Leaving out any pictures, transcribe every record exactly.

------ Records

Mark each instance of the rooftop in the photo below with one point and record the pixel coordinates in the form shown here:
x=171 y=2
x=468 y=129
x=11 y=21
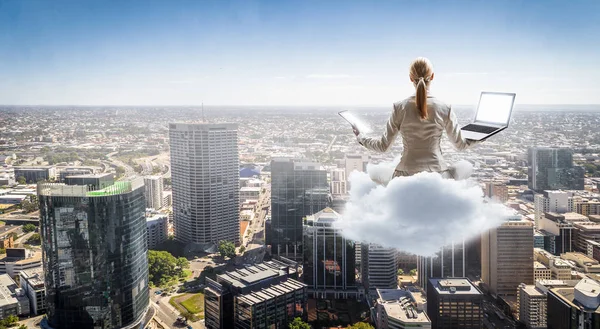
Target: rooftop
x=454 y=287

------------

• Written reply
Mark each instance of the rooftop in the photo below with one point and record the pixel coordinates in the form shown here:
x=171 y=2
x=468 y=129
x=11 y=21
Target: rooftop
x=454 y=287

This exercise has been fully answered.